--- START OF Data lines ---

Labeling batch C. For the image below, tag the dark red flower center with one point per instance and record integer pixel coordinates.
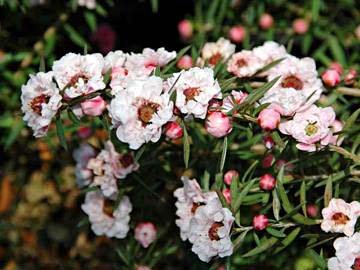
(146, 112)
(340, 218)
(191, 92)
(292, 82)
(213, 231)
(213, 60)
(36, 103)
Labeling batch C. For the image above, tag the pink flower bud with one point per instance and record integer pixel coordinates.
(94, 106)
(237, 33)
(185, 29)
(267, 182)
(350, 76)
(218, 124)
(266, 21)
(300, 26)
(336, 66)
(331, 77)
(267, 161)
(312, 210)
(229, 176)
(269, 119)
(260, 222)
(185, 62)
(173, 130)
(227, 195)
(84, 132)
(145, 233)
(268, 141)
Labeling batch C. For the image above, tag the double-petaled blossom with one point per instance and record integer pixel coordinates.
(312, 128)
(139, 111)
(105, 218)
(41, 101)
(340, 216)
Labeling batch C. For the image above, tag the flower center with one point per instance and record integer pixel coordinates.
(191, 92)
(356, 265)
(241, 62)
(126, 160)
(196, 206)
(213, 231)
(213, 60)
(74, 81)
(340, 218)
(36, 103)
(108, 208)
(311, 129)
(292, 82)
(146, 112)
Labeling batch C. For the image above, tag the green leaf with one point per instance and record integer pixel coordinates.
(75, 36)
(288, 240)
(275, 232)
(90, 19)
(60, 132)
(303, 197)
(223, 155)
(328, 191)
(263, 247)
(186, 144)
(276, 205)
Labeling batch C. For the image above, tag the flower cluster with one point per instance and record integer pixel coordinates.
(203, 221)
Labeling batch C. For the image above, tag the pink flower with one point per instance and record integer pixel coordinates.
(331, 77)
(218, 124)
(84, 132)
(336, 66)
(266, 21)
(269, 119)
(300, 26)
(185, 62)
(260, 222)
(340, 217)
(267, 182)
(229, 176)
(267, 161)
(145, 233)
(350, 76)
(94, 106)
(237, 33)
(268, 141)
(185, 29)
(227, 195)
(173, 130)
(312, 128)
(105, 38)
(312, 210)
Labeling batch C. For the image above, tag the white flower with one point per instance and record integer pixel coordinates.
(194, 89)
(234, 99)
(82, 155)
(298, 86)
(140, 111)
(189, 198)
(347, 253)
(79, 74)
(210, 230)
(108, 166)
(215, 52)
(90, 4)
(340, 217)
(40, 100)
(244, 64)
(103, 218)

--- END OF Data lines ---
--- START OF Data lines ---

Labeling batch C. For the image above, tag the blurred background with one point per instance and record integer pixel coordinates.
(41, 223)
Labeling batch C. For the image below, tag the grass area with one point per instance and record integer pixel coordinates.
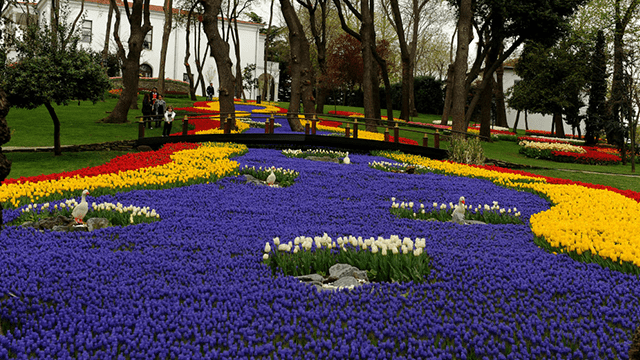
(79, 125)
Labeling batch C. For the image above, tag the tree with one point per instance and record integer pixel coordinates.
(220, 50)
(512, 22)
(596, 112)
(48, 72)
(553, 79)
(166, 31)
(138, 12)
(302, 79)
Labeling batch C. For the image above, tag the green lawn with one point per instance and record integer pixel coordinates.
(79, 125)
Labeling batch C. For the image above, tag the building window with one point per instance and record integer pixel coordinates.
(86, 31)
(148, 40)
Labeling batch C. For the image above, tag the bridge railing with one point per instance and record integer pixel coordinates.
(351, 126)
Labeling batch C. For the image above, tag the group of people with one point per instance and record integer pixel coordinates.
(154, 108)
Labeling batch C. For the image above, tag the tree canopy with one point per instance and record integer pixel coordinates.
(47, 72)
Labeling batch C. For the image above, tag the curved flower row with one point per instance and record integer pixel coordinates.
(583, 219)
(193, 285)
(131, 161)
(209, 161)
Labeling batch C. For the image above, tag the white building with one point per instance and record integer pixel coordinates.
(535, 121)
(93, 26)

--- END OF Data lines ---

## What to work on
Show each line of the rows above that contains the string "center". Case counts.

## Expected answer
Labeling batch C. For the image below, tag the dark red flower center with one point per instance and record integer pixel coordinates.
Labeling batch C. For the image above, tag the flower center with one point per instance and record integer pixel coordinates.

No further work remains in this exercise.